# PROMPT
In the article about Queenstown Airport's growth plans, what percentage of those who gave feedback supported the proposal?

*** PASSAGE SHOWN

Airport plan grounded: Where to now?


Queenstown Airport has put its growth plans on hold after a jet-blast of protest but moves to schedule more services into Wanaka are also likely to meet opposition.

Nearly 1500 people and 19 groups had their say on the proposal to expand noise boundaries to enable the airport to almost double the number of flights over the next three decades.

Only 4 per cent of those supported the plans and yesterday Queenstown Airport Corporation chief executive Colin Keel said the airport had listened.

It will now focus on its Wanaka Airport masterplan and a dual-airport approach – QAC was granted a $14.5million 100-year lease on Wanaka Airport by the Queenstown Lakes District Council earlier this year.

”In the feedback, it became clear people wanted a holistic picture of what we had planned for Queenstown and Wanaka,” Keel said.

”Ultimately it’s about creating a sustainable platform for long-term growth of air services to the region and balancing that against the effect on the communities.”

However, the announcement has not gone down well with some in Wanaka.

Tourism Wanaka chairman Mark Morrison said his organisation wanted a ”thriving tourism community”.

”But there’s no point in having that thriving tourism market if the host community’s not on board with that.

”If we are going to have seven million passenger movements through Wanaka Airport then there’s every chance that host community won’t be very happy.”

Luggate Community Association chairman Graeme Perkins echoed Morrison’s concerns yesterday and said he was worried Wanaka would now be ”in line for Queenstown’s overcrowding, traffic, noise and infrastructure problems through over-tourism”.

Accepting there would be benefits for Wanaka people being able to fly direct to elsewhere, he believed developing the airport opened up a ”can of worms” for a region already ”maxed out with tourists”.

”The main worry for Luggate is that we are right under the entry flight path – a big jet every half hour eventually? Please, no.”

Keel said QAC was also pausing to allow a wider discussion about growth to take place in the district.

”The consultation has prompted a number of conversations,” he said.

”It started with noise boundaries but quite quickly moved into a different space.

”We recognised that and are mindful we shouldn’t be leading those broader discussions on growth.”

The noise boundaries consultation had effectively become a lightning rod for the residents and various groups’ anger about the problems caused by unbridled growth.

Keel said QAC wanted to allow other work – particularly by its 75.01% shareholder QLDC – to advance, so QAC could be guided by it.

******
*** EXERCISE DATA

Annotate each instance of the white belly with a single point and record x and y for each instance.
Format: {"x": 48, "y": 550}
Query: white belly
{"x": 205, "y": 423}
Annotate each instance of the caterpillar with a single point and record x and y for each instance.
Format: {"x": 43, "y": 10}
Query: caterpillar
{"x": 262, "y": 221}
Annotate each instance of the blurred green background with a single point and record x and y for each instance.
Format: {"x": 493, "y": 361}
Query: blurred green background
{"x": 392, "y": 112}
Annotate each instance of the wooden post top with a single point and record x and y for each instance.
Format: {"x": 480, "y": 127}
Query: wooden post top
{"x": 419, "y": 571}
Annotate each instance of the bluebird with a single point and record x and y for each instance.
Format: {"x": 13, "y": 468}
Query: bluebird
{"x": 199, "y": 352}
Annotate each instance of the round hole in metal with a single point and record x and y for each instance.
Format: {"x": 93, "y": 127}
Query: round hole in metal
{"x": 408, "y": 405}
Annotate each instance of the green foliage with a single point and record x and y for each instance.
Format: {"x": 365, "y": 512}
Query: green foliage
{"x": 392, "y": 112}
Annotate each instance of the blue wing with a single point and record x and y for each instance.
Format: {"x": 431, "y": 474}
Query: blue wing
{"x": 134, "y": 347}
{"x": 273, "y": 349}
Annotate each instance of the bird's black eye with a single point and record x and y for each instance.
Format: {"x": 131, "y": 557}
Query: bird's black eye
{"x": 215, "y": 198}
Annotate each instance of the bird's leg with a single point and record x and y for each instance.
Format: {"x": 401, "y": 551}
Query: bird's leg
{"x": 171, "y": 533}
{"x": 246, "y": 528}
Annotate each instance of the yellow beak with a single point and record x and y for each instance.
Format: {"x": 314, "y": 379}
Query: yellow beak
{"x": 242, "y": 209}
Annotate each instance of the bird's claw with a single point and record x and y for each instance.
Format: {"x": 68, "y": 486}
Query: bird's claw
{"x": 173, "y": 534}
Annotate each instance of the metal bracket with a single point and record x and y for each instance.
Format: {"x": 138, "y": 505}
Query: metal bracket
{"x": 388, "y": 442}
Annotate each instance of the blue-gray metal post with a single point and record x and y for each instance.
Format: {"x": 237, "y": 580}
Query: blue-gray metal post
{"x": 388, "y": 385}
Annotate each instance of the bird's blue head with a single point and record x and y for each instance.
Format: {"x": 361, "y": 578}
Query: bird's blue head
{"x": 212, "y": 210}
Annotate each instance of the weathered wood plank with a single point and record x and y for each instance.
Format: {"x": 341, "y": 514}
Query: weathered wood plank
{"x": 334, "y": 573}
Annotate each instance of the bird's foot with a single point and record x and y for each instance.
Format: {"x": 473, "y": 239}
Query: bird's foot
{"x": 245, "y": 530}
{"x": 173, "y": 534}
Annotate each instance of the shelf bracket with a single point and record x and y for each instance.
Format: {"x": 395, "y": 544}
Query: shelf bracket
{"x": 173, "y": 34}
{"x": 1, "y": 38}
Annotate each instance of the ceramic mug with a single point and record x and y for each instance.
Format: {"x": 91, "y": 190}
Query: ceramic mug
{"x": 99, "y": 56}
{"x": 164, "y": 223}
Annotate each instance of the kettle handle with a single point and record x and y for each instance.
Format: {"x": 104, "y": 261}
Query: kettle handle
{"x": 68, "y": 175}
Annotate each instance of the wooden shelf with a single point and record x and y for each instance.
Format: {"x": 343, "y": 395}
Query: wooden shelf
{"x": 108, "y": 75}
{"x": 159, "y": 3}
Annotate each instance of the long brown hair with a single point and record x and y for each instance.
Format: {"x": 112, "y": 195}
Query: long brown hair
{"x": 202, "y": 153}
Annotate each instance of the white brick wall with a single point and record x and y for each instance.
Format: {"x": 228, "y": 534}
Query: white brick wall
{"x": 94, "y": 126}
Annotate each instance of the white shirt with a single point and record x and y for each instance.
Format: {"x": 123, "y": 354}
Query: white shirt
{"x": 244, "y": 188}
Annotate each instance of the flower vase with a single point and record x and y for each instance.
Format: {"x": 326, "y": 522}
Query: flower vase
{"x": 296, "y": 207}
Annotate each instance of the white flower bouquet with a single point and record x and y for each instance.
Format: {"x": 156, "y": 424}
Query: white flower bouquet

******

# TASK OUTPUT
Only 4 per cent of those who gave feedback supported the proposal.